> [WHAT IS BEING ASKED] Would you transcribe the entries below word for word, omitting all images?

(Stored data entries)

==============================

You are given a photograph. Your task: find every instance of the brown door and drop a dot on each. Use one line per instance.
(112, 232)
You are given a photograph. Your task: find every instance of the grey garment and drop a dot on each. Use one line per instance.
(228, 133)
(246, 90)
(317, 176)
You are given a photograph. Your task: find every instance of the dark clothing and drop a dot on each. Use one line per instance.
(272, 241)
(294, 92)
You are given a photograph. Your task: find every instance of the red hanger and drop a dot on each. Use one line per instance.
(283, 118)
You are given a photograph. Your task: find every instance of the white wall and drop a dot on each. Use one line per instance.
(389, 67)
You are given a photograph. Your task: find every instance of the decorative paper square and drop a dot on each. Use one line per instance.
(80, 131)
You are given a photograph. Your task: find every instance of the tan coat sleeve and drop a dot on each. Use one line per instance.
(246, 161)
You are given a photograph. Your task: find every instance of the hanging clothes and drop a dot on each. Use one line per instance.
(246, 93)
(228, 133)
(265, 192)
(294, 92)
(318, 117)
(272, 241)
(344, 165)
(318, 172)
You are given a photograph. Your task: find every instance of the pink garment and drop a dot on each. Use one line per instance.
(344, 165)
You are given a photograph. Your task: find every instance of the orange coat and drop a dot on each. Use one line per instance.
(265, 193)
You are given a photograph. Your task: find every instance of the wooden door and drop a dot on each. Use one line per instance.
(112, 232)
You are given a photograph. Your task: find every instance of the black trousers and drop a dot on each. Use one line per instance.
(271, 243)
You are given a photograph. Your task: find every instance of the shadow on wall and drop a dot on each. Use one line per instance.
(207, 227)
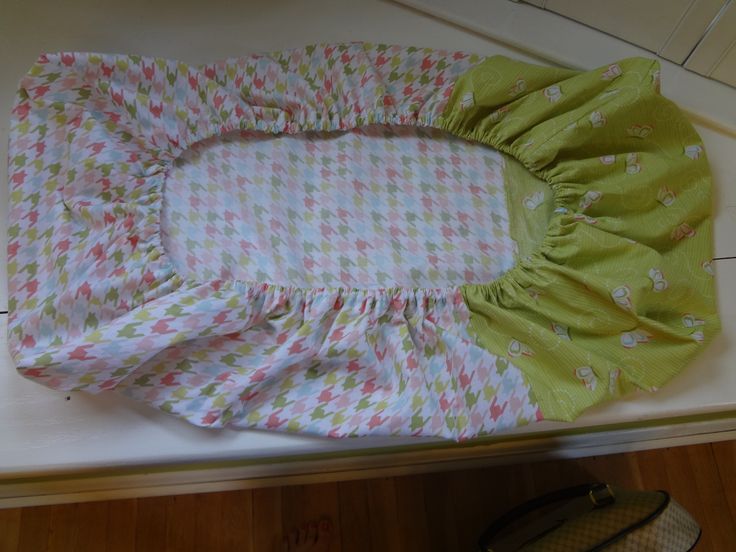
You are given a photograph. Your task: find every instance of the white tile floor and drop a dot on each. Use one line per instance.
(41, 431)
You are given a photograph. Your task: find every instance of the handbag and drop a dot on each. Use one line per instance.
(594, 517)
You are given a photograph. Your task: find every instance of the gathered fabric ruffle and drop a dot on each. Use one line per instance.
(619, 295)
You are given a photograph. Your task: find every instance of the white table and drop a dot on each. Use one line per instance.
(54, 449)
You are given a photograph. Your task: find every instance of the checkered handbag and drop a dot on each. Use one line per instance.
(594, 517)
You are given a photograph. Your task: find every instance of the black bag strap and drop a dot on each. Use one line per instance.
(598, 495)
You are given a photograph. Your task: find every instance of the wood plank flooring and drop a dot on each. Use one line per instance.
(434, 512)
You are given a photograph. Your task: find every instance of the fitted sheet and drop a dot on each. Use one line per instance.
(170, 237)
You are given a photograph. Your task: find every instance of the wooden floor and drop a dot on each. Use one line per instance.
(442, 512)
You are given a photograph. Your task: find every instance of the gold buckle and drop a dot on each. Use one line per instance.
(601, 495)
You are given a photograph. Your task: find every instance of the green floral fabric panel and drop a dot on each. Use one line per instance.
(620, 293)
(530, 206)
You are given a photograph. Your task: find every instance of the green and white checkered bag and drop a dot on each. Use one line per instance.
(594, 517)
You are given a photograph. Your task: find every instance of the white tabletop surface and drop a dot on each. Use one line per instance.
(41, 431)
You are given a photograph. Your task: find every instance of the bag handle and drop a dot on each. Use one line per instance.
(598, 494)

==============================

> [RESPONSE TO THIS EXERCISE]
You are given a photograph. Your task: find every instance of the brown door and drop a dot on each. Use one line per instance.
(112, 232)
You are given a photograph. Your task: find every instance of the grey garment and drop a dot on each. Use one line per instance.
(228, 133)
(246, 90)
(317, 176)
You are given a photograph. Your task: find every instance of the dark clothing and drop a dot on each. Use one line per instance.
(272, 241)
(294, 92)
You are given a photograph. Your task: find every instance of the red hanger and drop a dot on each. Use one line per instance.
(283, 118)
You are given a photograph. Your task: find every instance of the white wall and drop a dot on each. Use one line per instance.
(389, 67)
You are given a photograph. Your task: find every instance of the decorative paper square and drop a dot on each. Use one line per instance.
(80, 131)
You are given a photograph. Your task: find every instance of the tan coat sleeve and drop a dot on each. Use one line per instance.
(246, 161)
You are given a photograph. Your task: find every instance of the hanging clothes and drop a dot on each. Use one line per instance.
(246, 93)
(228, 133)
(265, 192)
(294, 92)
(318, 117)
(272, 241)
(344, 165)
(318, 172)
You are given a photograph. Your task: find every instance of the pink garment and drop a dot on each. Use one line per instance.
(344, 165)
You are given a photograph. Your task: find every instance of the orange coat and drop a dot on each. Use one line per instance.
(265, 193)
You are given a photograph. Your task: find every instance of the wooden door and drop a dot on each. Use one line per instance.
(112, 232)
You are given a photograph. Your task: find every instance of the black trousers and drop a dot on each. Use one line per instance.
(271, 243)
You are given a photograph. Your task: find every instance of the shadow on wall and drop a dot on each. Use one line per instance.
(207, 227)
You are given a photograph. Your task: find every instance of the white tile floor and drop a dot on each. Use one line per instance.
(41, 431)
You are given a photograph. Your task: find every instance of the handbag and drop a dot on each. Use one line per instance.
(594, 517)
You are given a photograph. Your task: find every instance of the gathered fabric ruffle and drop a dot on each. Use one line per instance.
(619, 295)
You are given a photograph. Your task: find every instance of the white table and drop a dot on each. Use one line per instance.
(54, 449)
You are given a photograph. Your task: find every instance of the checkered handbag and drop a dot on each. Use one line per instance.
(594, 517)
You are given a photograph. Your task: find every instance of the black bag strap and drop a dot on each. Use one line per instance.
(598, 495)
You are given a photograph. Your task: find every instance of the wood plank flooring and drop a dot on each. Use one line per instance.
(434, 512)
You are given a photograph. Your task: find every instance of the fitted sheet and drop a dot on each. Use one line per instance.
(170, 237)
You are given a photograph. Your task: find every instance of the wooden floor and drop a dot on each. Use one line per instance.
(442, 512)
You are given a photograph. Your task: find every instance of the gold buckle and drop a dot on each. Use one line per instance.
(601, 495)
You are given a photograph. Your task: find every instance of the green floral fabric panel and drop a dot on each. Use one line per instance.
(620, 293)
(530, 206)
You are given a photograph. Your task: find every instance of the green and white checkered bag and drop a dot on each. Use one line per instance.
(594, 517)
You are given a photograph. Your task: find every instance of the white tabletop surface and drop a dot on each. Use one line per instance.
(41, 431)
You are given a photograph. Your task: find every instance of the bag handle and drop a dot on each. Use one line per instance.
(598, 494)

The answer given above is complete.